- **EXERCISE REQUIREMENTS**
Could you find every line in the records below that contains the word "grassy" and copy it?

- **SOURCE DATA**
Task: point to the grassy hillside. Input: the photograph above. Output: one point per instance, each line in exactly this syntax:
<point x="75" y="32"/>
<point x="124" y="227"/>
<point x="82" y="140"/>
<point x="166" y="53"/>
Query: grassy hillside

- **ANSWER TO THE PROBLEM**
Task: point to the grassy hillside. Input: the photograph above. Output: one point per instance, each line in exactly this syntax:
Query: grassy hillside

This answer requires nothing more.